=== EXTRACTED ENTRIES ===

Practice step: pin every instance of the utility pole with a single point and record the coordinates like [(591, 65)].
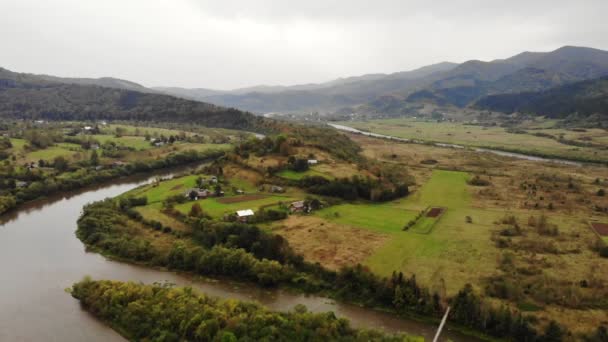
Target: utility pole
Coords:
[(445, 318)]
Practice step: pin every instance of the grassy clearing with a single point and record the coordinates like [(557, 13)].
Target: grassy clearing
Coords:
[(157, 193), (138, 143), (375, 217), (331, 244), (216, 209), (424, 225), (452, 250), (293, 175), (153, 212), (49, 154), (478, 136)]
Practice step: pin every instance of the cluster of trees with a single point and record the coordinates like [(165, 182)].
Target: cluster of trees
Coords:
[(41, 185), (248, 237), (337, 144), (163, 313), (354, 188), (298, 164)]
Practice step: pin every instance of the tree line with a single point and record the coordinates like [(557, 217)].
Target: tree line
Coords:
[(245, 252), (164, 313)]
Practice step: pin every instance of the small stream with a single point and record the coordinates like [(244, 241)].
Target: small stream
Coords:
[(40, 256)]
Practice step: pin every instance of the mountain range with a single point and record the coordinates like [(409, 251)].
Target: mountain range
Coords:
[(445, 84), (529, 81), (28, 96)]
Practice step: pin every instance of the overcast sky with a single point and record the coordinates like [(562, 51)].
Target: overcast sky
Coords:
[(227, 44)]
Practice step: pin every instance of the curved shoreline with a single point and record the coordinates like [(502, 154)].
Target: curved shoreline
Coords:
[(55, 259)]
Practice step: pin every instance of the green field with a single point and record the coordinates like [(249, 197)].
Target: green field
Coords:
[(293, 175), (216, 209), (50, 153), (424, 225), (381, 218), (138, 143), (157, 193), (452, 250), (488, 137)]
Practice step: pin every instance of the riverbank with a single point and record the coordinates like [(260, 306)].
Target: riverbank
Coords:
[(45, 270), (88, 177), (503, 151)]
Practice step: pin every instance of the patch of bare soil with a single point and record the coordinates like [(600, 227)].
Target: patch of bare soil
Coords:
[(330, 244), (434, 212), (601, 228), (245, 198)]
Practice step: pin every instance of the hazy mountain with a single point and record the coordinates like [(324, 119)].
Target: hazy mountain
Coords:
[(102, 82), (27, 96), (313, 97), (528, 71), (583, 98)]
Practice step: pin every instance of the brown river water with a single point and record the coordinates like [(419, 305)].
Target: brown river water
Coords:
[(40, 257)]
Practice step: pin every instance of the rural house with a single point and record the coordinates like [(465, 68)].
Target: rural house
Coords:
[(276, 188), (297, 207), (244, 215), (198, 193)]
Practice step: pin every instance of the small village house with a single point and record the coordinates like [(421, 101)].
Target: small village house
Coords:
[(297, 207), (198, 193), (276, 188), (244, 215)]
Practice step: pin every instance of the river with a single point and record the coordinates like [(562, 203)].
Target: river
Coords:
[(40, 257), (476, 149)]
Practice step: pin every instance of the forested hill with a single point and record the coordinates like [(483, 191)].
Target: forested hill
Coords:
[(26, 96), (584, 98)]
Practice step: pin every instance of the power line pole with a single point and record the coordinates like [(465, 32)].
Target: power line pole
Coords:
[(445, 318)]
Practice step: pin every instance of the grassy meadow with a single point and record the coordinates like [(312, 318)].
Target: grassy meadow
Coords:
[(492, 137)]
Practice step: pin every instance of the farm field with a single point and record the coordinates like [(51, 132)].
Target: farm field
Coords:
[(216, 209), (136, 142), (382, 218), (489, 137), (293, 175)]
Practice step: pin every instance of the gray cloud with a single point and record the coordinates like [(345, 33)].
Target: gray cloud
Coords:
[(227, 44)]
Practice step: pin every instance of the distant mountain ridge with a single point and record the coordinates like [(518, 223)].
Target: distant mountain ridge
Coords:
[(109, 82), (584, 98), (312, 97), (445, 84), (27, 96)]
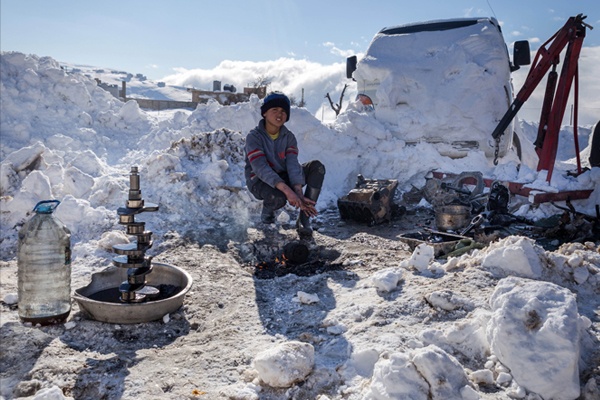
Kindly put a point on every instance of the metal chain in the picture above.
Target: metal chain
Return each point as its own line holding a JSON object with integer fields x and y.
{"x": 496, "y": 150}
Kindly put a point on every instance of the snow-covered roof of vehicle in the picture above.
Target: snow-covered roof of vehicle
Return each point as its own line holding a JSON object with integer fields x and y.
{"x": 435, "y": 25}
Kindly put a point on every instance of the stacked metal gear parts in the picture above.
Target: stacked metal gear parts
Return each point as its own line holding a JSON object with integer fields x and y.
{"x": 133, "y": 255}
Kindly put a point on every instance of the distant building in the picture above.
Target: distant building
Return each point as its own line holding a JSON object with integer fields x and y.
{"x": 227, "y": 96}
{"x": 112, "y": 89}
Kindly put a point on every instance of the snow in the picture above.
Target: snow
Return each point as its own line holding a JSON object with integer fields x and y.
{"x": 392, "y": 325}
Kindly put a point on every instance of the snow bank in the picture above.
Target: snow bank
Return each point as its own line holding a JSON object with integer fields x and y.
{"x": 535, "y": 332}
{"x": 285, "y": 364}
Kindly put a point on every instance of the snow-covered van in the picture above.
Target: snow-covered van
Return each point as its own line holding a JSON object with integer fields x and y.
{"x": 445, "y": 82}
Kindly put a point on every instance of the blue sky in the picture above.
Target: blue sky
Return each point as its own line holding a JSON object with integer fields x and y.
{"x": 154, "y": 37}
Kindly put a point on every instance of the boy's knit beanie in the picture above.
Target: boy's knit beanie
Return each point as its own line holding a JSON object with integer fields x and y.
{"x": 276, "y": 99}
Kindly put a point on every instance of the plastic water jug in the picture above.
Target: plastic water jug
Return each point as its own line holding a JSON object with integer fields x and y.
{"x": 44, "y": 267}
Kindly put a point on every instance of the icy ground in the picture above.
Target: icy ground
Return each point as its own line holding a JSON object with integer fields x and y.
{"x": 366, "y": 317}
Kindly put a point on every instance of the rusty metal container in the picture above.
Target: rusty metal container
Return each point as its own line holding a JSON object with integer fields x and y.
{"x": 370, "y": 201}
{"x": 452, "y": 217}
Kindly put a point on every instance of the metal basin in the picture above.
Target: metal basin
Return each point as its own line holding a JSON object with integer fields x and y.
{"x": 117, "y": 312}
{"x": 452, "y": 217}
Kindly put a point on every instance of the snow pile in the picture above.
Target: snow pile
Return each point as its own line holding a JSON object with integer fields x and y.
{"x": 285, "y": 364}
{"x": 535, "y": 332}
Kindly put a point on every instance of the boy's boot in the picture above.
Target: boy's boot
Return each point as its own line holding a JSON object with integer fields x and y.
{"x": 303, "y": 225}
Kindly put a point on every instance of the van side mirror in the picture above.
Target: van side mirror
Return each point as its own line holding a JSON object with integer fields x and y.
{"x": 351, "y": 66}
{"x": 521, "y": 54}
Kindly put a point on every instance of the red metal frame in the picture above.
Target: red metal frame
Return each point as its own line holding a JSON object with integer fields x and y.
{"x": 571, "y": 36}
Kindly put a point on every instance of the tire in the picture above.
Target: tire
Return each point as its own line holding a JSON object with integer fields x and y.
{"x": 595, "y": 150}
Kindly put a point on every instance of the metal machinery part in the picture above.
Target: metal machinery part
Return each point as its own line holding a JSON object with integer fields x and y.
{"x": 454, "y": 190}
{"x": 133, "y": 255}
{"x": 370, "y": 201}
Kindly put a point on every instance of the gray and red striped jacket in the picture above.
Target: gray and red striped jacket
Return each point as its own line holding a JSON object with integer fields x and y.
{"x": 267, "y": 158}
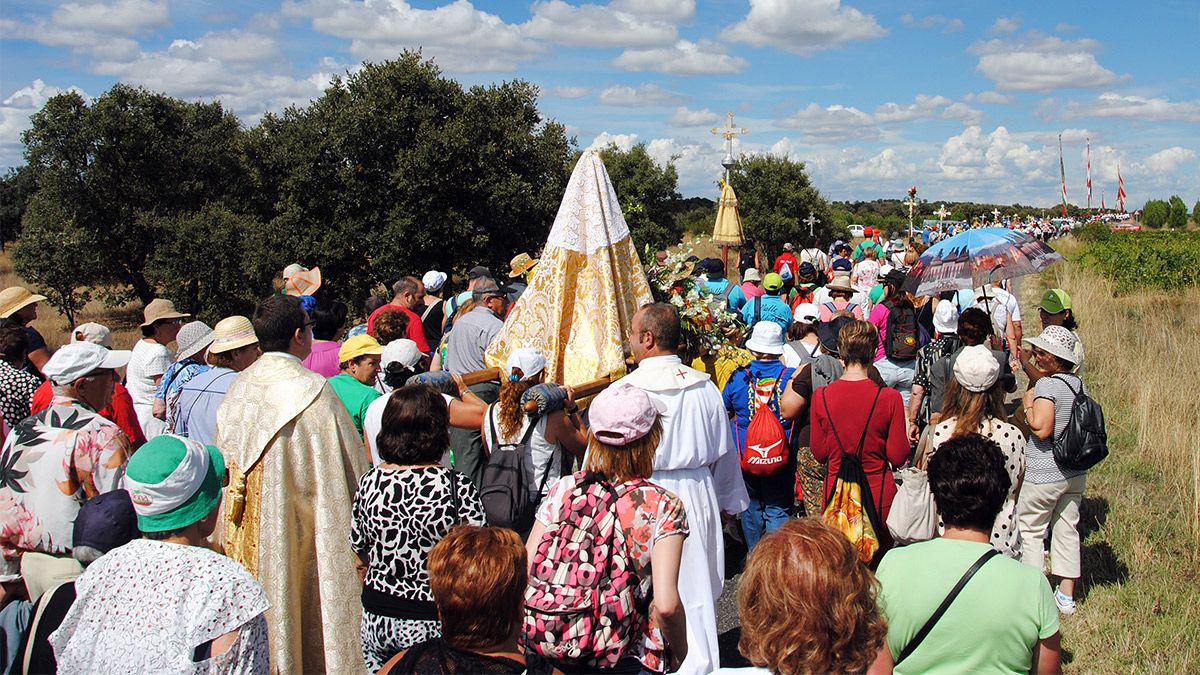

===

[TASK REQUIREMENTS]: Could you revise all the entries above, replacing "Target" with "Object" each time it appears and changing nothing else? Leave the pictures out of your answer.

[RESULT OF THIS EXERCISE]:
Practice step: pin every instance of the utility pole with a single point and record the coordinates like [(591, 65)].
Object: utility pole
Coords:
[(445, 318)]
Practice step: pin every instance of the grassy clearing with a single point and record the coordinates like [(557, 13)].
Object: grassy clearing
Coords:
[(157, 193), (138, 143), (375, 217), (331, 244), (216, 209), (424, 225), (452, 250), (293, 175), (153, 212), (49, 154), (478, 136)]
Practice step: pin every instance of the cluster of trees with a single point and record the coordinates like [(165, 182)].
Object: cluster of trees
Coords:
[(41, 185), (248, 237), (337, 144), (163, 313), (354, 188), (298, 164)]
Practice step: pin every instance of the tree line with a single point and record the coordinates like [(557, 217)].
Object: tree line
Coords:
[(245, 252), (164, 313)]
Practice step: pin every instance of the small stream with a single point and record the coordinates like [(244, 241)].
Object: small stream
Coords:
[(40, 256)]
Practice step: pin every instance of the mountain range with a single point and record the coordinates like [(409, 251)].
Object: mountain range
Coords:
[(445, 84), (529, 81), (28, 96)]
Practice step: pin every instance of the overcast sky with a single point and record the coordinates like [(562, 51)].
Object: overcast sky
Coords:
[(227, 44)]
Practice step: pin every instance of the curved shoreline with a single point and record the coordinates like [(502, 154)].
Object: curved shoreline
Coords:
[(55, 259)]
Practice step: pin every instance of the green field with a single point and record the coordinates like [(249, 197)].
Object: green field
Coords:
[(293, 175), (216, 209), (50, 153), (424, 225), (381, 218), (138, 143), (157, 193), (452, 250), (488, 137)]
Practice step: pin every instance of the riverbank with a single point and record the coordinates like [(260, 306)].
Object: riverbank
Coords:
[(45, 270), (88, 177), (503, 151)]
Practice step: pin every instance of the patch of bare soil with a single point and record the coordinates like [(600, 227)].
Object: patch of bare soil
Coords:
[(330, 244), (434, 212), (601, 228), (245, 198)]
Practice step: pin every instance of the hazy mountain with a single point and record the coordinates like [(324, 119)].
Object: hazy mountain
Coords:
[(102, 82), (27, 96), (313, 97), (528, 71), (583, 98)]
Practice step: pin every instance of the brown river water with a single point and record the coordinates like [(419, 305)].
Object: brown river water
Coords:
[(40, 257)]
Practice step: pin every instance of the rural house with a single point and record the coordinates like [(465, 68)].
Object: rural house
Coords:
[(276, 188), (297, 207), (244, 215), (198, 193)]
Practice step: pin every instance of the small village house with a single point and record the coordinates like [(421, 101)].
Object: small village house
Coords:
[(297, 207), (198, 193), (276, 188), (244, 215)]
Practice step: pin every instance of the river with a single point and record the coordinates like [(562, 203)].
Object: river
Coords:
[(40, 257), (476, 149)]
Practice step: pin every instance of the forested hill with a single point and record the coordinates like [(483, 191)].
Object: forested hill
Coords:
[(26, 96), (584, 98)]
Practice step: pin every instance of the power line pole with a single point and record the coordinates like [(465, 32)].
Object: power line pole
Coords:
[(445, 318)]
Practice step: pin every instance of the grassy meadow with a single point and record the coordinates like [(312, 318)].
Object: grassy meadow
Coords:
[(492, 137)]
Practice step: pin every instance of the farm field with a single point and record the coordinates like [(51, 132)].
Object: farm field
Coords:
[(216, 209), (136, 142), (382, 218), (489, 137), (293, 175)]
Practice step: pin every instance of the gray cloud with a single point and record the coordinates like [(345, 33)].
Object: gray cloud
Coords:
[(227, 44)]
Practice step: pin every instance of the distant mountain ridge with a single point and record the coordinates like [(518, 223)].
Object: distant mountain ridge
Coords:
[(109, 82), (584, 98), (312, 97), (445, 84), (27, 96)]
Kindly put a point on every instance of the metal chain in the picture above.
Object: metal chain
Return each point as its own line holding a JSON object with integer fields x and y.
{"x": 496, "y": 150}
Kindly put a point on every instance of the snow-covered roof of vehicle in the picture above.
Object: snow-covered roof of vehicle
Return each point as its own line holding a JSON object with integer fields x and y.
{"x": 435, "y": 25}
Kindly put a point on every instance of the stacked metal gear parts in the picture above.
Object: stacked metal gear parts
Return each point as its own line holding a JSON object with integer fields x and y.
{"x": 133, "y": 255}
Kindly put a point on every instance of the distant building in the picture above.
Object: distant building
Return each point as its own line holding a JSON object with integer fields x and y.
{"x": 227, "y": 96}
{"x": 112, "y": 89}
Kindly put a point on every instance of the snow in the picture above.
Object: snow
Return each point as its own line holding a JSON object with integer fields x and y.
{"x": 392, "y": 325}
Kindly put a point on every instance of the snow bank in the picture above.
Object: snow bank
Return each point as its own line holding a JSON object with integer fields x and y.
{"x": 535, "y": 332}
{"x": 285, "y": 364}
Kindly put a point on every instance of the snow-covered van in the picture above.
Object: snow-covered van
Return each point as its own line holding a JSON object with integer fields x and y.
{"x": 445, "y": 82}
Kindly put a point on every instance of the blue sky in the picture above.
Object: blue sky
Return each point as its own line holding a JSON object with integer fields x and y.
{"x": 154, "y": 37}
Kindly put a point on every instance of the boy's knit beanie in the picture above.
Object: boy's knit beanie
Return each point as its own line holding a JSON object with integer fields x and y.
{"x": 276, "y": 99}
Kindly put a point on every instance of the plastic water jug in the picture above.
Object: plastic water jug
Return each point as its own line holding a JSON object with integer fields x and y.
{"x": 44, "y": 267}
Kindly put a point on every instance of the icy ground in the picture above.
Object: icy ground
Return each point as its own line holding a JSON object with integer fields x and y.
{"x": 366, "y": 317}
Kindly put a point on every instance of the rusty metal container in the picture above.
Object: rusty metal container
Return each point as its own line holding a JSON object with integer fields x and y.
{"x": 370, "y": 201}
{"x": 452, "y": 217}
Kindly put a point on every instance of the metal basin in the picture above.
Object: metal basin
Return each point as its own line holding a JSON object with integer fields x and y.
{"x": 117, "y": 312}
{"x": 452, "y": 217}
Kindly put a point on every instance of the snow pile in the picture above.
Object: snow pile
Return each point as its own line holding a JSON object with integer fields x and y.
{"x": 285, "y": 364}
{"x": 535, "y": 332}
Kindly put a point on every instance of the boy's boot in the picture above.
Object: boy's boot
Return each point as its own line holding a JSON object with integer fields x and y.
{"x": 303, "y": 225}
Kindly put a point on every instance of the van side mirror in the picture above.
Object: van side mirror
Return each point as its own line holding a JSON object with integer fields x and y.
{"x": 351, "y": 66}
{"x": 521, "y": 54}
Kindly put a point on every instance of the red metal frame in the picture above.
Object: red metal frame
Return each point as its own line holding a JSON object with integer fields x and y.
{"x": 571, "y": 36}
Kindly put a point on every instance of the tire in the picture above.
Object: tire
Return each point as its own line holding a JSON object with integer fields x and y.
{"x": 595, "y": 150}
Kindly put a point on every instance of the metal machinery part in the picture above.
Object: metal machinery part
Return each point as its own line holding a JSON object with integer fields x and y.
{"x": 454, "y": 190}
{"x": 133, "y": 255}
{"x": 370, "y": 201}
Kindly put a point on every instance of the gray and red striped jacket in the picture above.
Object: gray and red striped jacket
Return each point as its own line holding a JSON object with integer fields x and y.
{"x": 267, "y": 158}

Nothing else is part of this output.